§ **Task statement**: Pick out each line of the records below that contains the word "woman", and copy every such line in full.

───── Material for this exercise ─────

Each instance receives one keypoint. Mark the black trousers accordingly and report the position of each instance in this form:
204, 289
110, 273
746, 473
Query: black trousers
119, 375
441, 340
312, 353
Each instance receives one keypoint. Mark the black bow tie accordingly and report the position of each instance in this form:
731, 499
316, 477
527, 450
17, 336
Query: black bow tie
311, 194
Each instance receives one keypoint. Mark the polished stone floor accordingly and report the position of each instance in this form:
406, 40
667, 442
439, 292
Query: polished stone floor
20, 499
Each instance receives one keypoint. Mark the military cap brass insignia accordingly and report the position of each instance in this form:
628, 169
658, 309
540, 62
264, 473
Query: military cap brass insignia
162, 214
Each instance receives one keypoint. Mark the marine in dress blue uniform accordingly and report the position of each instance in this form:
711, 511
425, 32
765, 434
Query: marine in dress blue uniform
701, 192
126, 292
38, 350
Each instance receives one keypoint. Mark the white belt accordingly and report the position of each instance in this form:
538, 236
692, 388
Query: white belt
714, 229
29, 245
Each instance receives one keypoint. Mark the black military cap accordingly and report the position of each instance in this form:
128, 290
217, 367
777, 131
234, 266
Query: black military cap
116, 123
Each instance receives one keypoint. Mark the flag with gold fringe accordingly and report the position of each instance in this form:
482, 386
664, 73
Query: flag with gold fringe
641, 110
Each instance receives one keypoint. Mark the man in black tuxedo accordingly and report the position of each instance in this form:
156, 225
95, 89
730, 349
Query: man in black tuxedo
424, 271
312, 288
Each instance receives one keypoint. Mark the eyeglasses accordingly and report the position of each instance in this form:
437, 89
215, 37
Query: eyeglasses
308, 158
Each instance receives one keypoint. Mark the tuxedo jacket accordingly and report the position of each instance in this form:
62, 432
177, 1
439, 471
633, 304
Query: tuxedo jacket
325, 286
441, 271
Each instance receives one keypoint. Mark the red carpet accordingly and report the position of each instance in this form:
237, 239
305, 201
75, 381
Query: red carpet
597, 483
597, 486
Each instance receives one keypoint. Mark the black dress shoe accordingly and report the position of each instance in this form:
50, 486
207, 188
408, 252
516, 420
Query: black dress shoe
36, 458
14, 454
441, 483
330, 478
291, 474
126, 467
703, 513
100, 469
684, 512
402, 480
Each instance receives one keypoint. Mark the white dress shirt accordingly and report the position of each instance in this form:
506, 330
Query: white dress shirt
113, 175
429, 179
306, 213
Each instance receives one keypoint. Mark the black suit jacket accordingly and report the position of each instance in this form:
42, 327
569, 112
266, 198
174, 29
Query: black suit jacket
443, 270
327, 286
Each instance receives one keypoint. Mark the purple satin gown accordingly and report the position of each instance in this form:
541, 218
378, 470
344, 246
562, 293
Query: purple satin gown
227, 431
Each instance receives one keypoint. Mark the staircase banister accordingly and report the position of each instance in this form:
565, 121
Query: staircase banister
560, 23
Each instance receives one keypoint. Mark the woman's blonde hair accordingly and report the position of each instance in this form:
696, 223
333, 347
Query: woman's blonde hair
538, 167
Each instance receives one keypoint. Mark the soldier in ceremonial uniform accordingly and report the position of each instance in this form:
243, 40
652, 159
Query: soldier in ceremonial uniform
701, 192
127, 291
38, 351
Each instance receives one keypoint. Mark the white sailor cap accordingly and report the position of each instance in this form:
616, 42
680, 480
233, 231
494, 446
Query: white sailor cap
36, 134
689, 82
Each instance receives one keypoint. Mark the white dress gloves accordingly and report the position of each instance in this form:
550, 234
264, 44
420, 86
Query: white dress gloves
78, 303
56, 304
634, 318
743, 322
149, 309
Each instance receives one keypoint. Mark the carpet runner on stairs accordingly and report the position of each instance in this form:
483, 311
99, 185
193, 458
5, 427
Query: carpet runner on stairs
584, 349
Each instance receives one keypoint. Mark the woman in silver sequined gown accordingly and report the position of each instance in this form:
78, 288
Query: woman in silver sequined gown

─────
───── Material for this exercise ─────

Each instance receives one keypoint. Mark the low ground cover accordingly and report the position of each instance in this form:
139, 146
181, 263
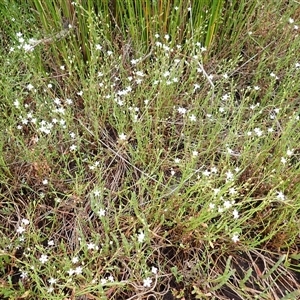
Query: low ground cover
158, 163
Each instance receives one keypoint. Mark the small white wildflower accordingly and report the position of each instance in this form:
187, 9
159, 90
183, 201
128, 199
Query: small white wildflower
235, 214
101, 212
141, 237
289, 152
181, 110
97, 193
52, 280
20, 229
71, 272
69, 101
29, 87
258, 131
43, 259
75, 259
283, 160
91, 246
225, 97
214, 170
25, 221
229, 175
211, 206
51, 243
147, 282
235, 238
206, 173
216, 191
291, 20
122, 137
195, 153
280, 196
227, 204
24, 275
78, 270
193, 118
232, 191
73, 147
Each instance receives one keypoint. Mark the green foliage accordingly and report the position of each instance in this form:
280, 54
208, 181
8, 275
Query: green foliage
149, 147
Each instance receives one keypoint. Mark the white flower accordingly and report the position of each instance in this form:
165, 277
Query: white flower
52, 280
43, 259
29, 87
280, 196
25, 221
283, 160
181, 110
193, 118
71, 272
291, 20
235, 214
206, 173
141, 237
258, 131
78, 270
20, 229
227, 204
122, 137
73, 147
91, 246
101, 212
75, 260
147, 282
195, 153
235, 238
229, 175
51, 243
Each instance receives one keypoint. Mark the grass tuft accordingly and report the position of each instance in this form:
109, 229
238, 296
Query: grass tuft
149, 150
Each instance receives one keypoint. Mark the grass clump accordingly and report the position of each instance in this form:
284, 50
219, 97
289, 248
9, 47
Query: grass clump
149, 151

─────

§ **Response for this exercise**:
Each instance receives one keypoint. Mark the woman's blonde hair accordingly and report the position of each instance in this form:
Query: woman's blonde hair
Each instance receives one keypoint. Mark the woman in silver sequined gown accordingly and report the position of each instance in this form:
Query: woman in silver sequined gown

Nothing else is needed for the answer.